■ Short problem 1: According to the text on regional representatives of the Twelve, during which years did this calling exist in the LDS Church?
■ Short problem 2: Pick up the text on regional representatives of the Twelve after its final sentence and keep writing it.

***** Page extract

= Regional representative of the Twelve =

Administrative position in LDS church

Regional representative of the Twelve, commonly shorted to regional representative or regional rep, was a priesthood calling in the Church of Jesus Christ of Latter-day Saints (LDS Church) between 1968 and 1995. As the title suggests, the responsibility of regional representatives was to represent the Quorum of the Twelve Apostles in the various regions or areas of the church. Regional representatives were not general authorities or general officers of the church, but were lay ministers who donated their time to church service.

**********
***** Dataset records

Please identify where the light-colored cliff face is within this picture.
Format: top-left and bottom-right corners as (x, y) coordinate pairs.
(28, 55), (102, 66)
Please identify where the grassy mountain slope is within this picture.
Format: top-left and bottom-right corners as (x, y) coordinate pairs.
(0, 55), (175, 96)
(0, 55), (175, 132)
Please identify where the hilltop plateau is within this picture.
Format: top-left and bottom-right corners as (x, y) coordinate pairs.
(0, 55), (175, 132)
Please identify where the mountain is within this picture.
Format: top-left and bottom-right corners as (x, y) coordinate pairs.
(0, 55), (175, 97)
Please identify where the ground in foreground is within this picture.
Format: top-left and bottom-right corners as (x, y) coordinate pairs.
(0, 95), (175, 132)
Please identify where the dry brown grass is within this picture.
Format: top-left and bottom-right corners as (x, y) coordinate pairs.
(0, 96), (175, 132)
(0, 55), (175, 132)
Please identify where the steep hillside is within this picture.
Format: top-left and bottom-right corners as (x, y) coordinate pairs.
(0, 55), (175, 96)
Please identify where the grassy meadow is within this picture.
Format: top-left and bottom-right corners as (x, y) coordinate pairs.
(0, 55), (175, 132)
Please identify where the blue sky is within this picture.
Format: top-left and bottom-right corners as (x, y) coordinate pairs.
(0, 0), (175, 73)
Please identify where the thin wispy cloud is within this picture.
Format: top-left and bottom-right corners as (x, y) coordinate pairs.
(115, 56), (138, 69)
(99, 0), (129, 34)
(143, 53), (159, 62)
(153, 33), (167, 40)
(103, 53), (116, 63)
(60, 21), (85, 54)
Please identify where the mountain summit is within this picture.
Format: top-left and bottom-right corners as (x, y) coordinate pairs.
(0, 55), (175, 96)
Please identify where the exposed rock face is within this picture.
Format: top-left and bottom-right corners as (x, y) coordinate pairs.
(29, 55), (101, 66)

**********

■ Written response 1: From 1968 to 1995.

■ Written response 2:
==Creation==

In 1965 the Priesthood Correlation Committee sent representatives to local church units to implement the correlation program and consolidate church programs. However, resistance at the local level to correlation was slowing down the implementation. Harold B. Lee, as the leader of the correlation committee, proposed that the local correlation representatives instead be regional representatives of the Quorum of the Twelve, thus giving them more authority and a better chance of overcoming local resistance to correlation.

At the church's October 1967 general conference, the First Presidency announced the creation of a new position called the regional representative of the Twelve:

As many of you will remember, in 1941, it became necessary for the First Presidency and the Twelve to provide for additional brethren to help with the work of overseeing and setting in order an ever-growing, world-wide Church. Thus in the General Conference of April 1941, Assistants to the Twelve were named and sustained, "to be increased or otherwise from time to time as the necessity of carrying on the Lord's work seems to dictate.

Since then the world-wide demands of the Church have increased in ever greater degree and it is felt by the First Presidency and the Twelve that a further provision for guidance and direction is now needed.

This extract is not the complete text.